● Task instructions:
1 - Transcribe the forum thread on High Pass Challenge elevation from "## mldebono (Dec" up to and including "phone-based GPS systems.".
2 - Summarize the High Pass Challenge elevation thread in two sentences.

● Source excerpt:
BEGIN
# High Pass Challenge Elevation



## mldebono (Dec 18, 2005)

Hi - does anyone have the elevation for the HPC? At the end of the ride my GPS said 8200 feet or so. I thought it was closer to seven. Thanks in advance.

Road Biking 11 Sep | Bicycling in Washington


----------



## Argentius (Aug 26, 2004)

The official route guide had 75XX elevation, but, there was the last-minute change to return through Randle instead of getting back onto 12 much closer to Packwood. I didn't use GPS but yours sounds within the margin of error for phone-based GPS systems.

Anyone with a Garmin with a barometric-plus-GPS altimeter get a read?


----------



## gregl1956 (Dec 24, 2005)

*HPC Elevation*

I rode the HPC yesterday and had 6,660' on my Polar CS500


----------



## litespeed1 (Nov 15, 2005)

*6550*

My 705 said 6550'


----------



## MisterAngular (Feb 6, 2007)

If I recall correctly, my Garmin 705 said about 6900 feet of total ascent at the end of the ride this year. TrainingPeaks WKO+ 2.2 anazlying the same data said 7548 feet.


----------



## Argentius (Aug 26, 2004)

*Ride report*

A few people asked for one, so, I rambled at some length about the thing.

Short version:

Holy wow. If you didn't do this ride, do this ride. That's all.


----------



## litespeed1 (Nov 15, 2005)
END
● Records supplied:
BEGIN
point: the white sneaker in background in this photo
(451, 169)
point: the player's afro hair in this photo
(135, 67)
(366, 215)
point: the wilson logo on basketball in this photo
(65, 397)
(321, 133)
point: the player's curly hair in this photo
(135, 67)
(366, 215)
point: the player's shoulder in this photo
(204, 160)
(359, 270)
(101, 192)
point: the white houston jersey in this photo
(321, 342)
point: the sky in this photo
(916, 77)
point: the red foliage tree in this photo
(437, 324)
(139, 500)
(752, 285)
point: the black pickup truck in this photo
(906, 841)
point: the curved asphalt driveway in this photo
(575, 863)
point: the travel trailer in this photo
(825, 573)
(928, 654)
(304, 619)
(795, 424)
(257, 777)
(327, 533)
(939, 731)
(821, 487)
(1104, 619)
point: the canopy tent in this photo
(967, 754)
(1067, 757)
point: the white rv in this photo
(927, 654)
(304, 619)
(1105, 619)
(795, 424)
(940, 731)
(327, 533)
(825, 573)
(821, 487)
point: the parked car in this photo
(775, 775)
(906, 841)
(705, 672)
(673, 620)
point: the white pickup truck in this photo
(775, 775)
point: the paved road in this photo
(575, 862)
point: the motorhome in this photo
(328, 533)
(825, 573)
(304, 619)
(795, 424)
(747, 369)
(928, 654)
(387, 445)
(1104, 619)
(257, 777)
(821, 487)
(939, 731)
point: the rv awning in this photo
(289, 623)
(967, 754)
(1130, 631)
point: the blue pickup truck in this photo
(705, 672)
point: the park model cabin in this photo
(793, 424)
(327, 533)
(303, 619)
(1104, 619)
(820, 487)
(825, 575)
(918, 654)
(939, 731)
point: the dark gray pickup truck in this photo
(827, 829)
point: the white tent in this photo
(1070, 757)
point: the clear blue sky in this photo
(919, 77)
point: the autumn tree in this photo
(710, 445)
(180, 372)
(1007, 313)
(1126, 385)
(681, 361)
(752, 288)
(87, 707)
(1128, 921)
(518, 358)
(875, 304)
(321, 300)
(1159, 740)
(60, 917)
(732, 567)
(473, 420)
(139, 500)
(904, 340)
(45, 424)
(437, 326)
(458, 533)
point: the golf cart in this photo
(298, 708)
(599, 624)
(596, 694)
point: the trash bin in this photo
END
● Exercise results:
1 -
## mldebono (Dec 18, 2005)

Hi - does anyone have the elevation for the HPC? At the end of the ride my GPS said 8200 feet or so. I thought it was closer to seven. Thanks in advance.

Road Biking 11 Sep | Bicycling in Washington


----------



## Argentius (Aug 26, 2004)

The official route guide had 75XX elevation, but, there was the last-minute change to return through Randle instead of getting back onto 12 much closer to Packwood. I didn't use GPS but yours sounds within the margin of error for phone-based GPS systems.

2 - A rider asks for the elevation of the High Pass Challenge after a GPS showed 8200 feet or so, and a reply notes a last-minute route change to return through Randle. Other riders report readings from 6550 to about 6900 feet on their devices, though TrainingPeaks WKO+ 2.2 gave 7548 feet when it analyzed the same data as one Garmin 705.